A teenager behind the notorious hack which saw footage of the unreleased Grand Theft Auto VI game leaked online has been detained indefinitely under the Mental Health Act.
Arion Kurtaj, 18, a “key player” in the Lapsus$ group, carried out a hacking spree against major tech firms including Rockstar Games, the developer of the hugely successful video game franchise.
He stole codes and footage of the unreleased Grand Theft Auto VI, the long-awaited sequel which is due to hit the shelves next year more than a decade after the last installment.
Kurtaj published some of the stolen footage on online forums and blackmailed developer Rockstar, threatening to release the source code unless they contacted him in September last year.
Judge Patricia Lees said the “hacking resulted in a huge loss of marketing opportunities for Rockstar which was unquantifiable” and cost the firm $1.5m (around £1.2m) in external help alone, along with thousands of hours of work by employees.
Kurtaj also targeted broadband provider BT and mobile operator EE, software company Nvidia and Uber – making multi-million dollar demands – over a 14-month period between July 2021 and September last year while he was aged 16 and 17.
Psychiatrists had assessed Kurtaj, who is autistic, as unfit to enter pleas to charges or stand trial.
But a jury found he had carried out the acts alleged against him, which amounted to 12 offenses – including six counts of carrying out an unauthorized act to impair the operation of a computer, three counts of blackmail, two fraud offenses, and of failing to comply with a section 49 notice to disclose a key when he did not give up the password to his mobile phone when asked to by police – following a two-month case.
The judge ordered that he should be detained in hospital for an indefinite period of time under the Mental Health Act, with a restriction under Section 41, meaning he can only be discharged from hospital if the justice secretary approves it.
--
_Required action A:_ Reproduce the report on the Grand Theft Auto VI hack word for word, everything from "Judge Patricia Lees" down to "work by employees.".
_Required action B:_
Answer these questions from the report on the Grand Theft Auto VI hack:
(i) How old is Arion Kurtaj?
(ii) How much did the hacking cost Rockstar in external help alone?
(iii) Under which section of the Mental Health Act was a restriction placed on his detention?
_Required action C:_ Write what comes next in the report on the Grand Theft Auto VI hack, starting after its last sentence.
Nothing in the records is needed for this work.

_Provided data:_
--
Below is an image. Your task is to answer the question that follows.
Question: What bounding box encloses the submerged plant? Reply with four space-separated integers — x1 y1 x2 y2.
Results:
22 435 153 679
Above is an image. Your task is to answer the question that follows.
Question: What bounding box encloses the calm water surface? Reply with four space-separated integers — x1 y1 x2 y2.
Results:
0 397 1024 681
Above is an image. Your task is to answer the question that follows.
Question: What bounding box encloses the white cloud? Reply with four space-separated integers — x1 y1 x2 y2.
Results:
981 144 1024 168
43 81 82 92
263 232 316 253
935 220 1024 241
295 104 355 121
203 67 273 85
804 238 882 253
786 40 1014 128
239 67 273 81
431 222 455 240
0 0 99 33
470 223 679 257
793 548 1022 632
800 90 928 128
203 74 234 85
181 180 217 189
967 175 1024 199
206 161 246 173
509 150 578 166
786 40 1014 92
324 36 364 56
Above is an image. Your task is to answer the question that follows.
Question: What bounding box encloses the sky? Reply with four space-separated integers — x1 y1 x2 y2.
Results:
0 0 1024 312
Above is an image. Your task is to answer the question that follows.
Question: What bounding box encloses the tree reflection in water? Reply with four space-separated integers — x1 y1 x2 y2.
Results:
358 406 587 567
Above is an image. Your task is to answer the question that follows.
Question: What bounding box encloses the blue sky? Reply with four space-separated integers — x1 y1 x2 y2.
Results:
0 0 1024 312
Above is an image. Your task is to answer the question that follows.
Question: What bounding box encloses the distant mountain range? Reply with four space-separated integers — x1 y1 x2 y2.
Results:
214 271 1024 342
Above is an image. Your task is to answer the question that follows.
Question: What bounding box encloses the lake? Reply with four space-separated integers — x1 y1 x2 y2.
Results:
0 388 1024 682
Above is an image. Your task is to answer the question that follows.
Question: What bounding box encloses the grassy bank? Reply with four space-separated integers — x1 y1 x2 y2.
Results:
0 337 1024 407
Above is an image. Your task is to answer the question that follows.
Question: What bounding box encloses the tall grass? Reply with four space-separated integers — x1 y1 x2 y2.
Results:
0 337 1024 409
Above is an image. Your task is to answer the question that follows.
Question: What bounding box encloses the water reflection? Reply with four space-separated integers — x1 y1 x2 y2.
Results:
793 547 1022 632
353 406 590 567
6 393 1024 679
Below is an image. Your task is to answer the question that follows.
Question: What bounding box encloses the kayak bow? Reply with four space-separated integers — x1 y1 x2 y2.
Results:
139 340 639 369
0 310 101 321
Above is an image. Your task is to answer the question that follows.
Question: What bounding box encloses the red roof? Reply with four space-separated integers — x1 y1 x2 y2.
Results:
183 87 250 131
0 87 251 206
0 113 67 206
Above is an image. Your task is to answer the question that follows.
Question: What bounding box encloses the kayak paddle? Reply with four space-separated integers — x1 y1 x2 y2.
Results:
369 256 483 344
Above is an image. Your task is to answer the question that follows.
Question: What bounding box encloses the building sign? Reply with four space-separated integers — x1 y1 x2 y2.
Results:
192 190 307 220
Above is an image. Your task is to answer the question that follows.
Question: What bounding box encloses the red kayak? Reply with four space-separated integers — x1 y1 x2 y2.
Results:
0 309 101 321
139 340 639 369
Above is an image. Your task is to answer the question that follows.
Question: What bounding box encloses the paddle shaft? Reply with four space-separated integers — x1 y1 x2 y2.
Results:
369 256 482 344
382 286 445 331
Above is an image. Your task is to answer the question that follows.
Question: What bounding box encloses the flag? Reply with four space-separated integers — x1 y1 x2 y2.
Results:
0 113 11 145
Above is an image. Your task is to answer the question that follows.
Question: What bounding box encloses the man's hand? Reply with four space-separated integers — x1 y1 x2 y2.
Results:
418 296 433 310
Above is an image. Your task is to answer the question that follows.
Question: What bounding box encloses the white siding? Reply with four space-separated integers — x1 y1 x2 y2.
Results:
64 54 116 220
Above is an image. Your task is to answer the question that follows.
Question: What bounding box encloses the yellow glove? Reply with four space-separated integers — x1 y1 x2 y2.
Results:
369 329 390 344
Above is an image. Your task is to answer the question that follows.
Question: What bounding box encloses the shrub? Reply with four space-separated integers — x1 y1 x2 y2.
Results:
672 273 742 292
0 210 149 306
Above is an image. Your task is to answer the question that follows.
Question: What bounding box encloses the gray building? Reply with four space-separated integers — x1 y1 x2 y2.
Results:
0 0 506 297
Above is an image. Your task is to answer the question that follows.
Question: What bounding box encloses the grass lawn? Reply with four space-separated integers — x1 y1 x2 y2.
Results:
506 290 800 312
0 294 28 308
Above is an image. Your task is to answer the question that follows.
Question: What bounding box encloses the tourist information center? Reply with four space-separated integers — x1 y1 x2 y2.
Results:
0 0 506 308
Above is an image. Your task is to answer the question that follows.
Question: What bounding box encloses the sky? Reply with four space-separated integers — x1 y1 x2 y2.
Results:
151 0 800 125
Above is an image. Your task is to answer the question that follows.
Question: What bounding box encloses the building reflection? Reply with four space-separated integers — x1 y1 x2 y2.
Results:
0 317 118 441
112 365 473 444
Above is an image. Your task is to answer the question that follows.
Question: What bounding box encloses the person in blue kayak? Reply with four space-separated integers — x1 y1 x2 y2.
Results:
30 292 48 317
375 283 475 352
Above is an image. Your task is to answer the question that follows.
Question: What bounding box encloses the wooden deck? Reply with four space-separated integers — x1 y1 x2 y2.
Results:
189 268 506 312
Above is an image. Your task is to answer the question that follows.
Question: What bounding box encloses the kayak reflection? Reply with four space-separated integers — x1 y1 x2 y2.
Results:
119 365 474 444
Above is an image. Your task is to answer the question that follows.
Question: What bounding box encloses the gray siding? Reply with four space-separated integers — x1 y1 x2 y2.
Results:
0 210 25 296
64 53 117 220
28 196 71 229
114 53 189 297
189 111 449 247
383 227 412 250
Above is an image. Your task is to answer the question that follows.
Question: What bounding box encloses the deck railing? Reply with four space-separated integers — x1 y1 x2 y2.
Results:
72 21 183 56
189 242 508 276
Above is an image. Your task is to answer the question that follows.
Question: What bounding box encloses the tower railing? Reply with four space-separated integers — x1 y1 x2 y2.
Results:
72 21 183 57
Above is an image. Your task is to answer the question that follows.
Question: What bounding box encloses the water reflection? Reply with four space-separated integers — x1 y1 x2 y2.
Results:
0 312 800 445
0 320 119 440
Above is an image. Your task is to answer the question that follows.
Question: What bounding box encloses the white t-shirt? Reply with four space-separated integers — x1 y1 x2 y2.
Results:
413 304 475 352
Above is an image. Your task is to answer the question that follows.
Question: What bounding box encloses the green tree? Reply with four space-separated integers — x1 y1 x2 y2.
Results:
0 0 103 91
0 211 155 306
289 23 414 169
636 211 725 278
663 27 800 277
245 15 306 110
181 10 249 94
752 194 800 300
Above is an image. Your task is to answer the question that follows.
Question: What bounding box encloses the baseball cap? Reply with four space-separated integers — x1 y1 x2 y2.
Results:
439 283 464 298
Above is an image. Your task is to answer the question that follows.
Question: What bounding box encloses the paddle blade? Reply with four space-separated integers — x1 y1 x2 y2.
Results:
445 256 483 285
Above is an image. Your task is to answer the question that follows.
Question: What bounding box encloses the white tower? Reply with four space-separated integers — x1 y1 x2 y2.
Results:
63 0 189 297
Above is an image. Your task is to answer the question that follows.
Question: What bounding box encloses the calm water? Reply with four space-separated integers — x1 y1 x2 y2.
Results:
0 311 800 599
--
_Answer box A:_
Judge Patricia Lees said the “hacking resulted in a huge loss of marketing opportunities for Rockstar which was unquantifiable” and cost the firm $1.5m (around £1.2m) in external help alone, along with thousands of hours of work by employees.

_Answer box B:_
(i) 18
(ii) $1.5m (around £1.2m)
(iii) Section 41

_Answer box C:_
Kurtaj was sentenced alongside a 17-year-old boy, who cannot be named because of his age, who pleaded guilty to one offense under the Computer Misuse Act and one count of fraud, and was found guilty of one count of fraud, a charge of blackmail and having carried out an unauthorized act to impair the operation of a computer.
“You two were key players in what was a spree of cyber offending by a hacking group calling itself Lapsus$,” the judge said.
“That group targeted large technology companies and subjected them to hacking, blackmail and fraud.”
The court heard the youth was a member of the group between July 2021 and February last year when he was aged 15 and involved in offenses against EE/BT and Nvidia – a hack which cost the company $5m (almost $4m) in remedial costs.
The judge said the youngster, who has been diagnosed with autism, also carried out an “audacious hack” into the City of London police system to view CCTV footage.
The teenager was also convicted of fraud and stalking offenses in the youth court after using the email addresses of international government officials to send emergency disclosure requests to companies including Discord, Google and Uber to obtain personal details of those he targeted, the court heard.
He was handed a youth rehabilitation order, including an 18-month supervision requirement and a six-month prohibited activity requirement to stop him using a VPN.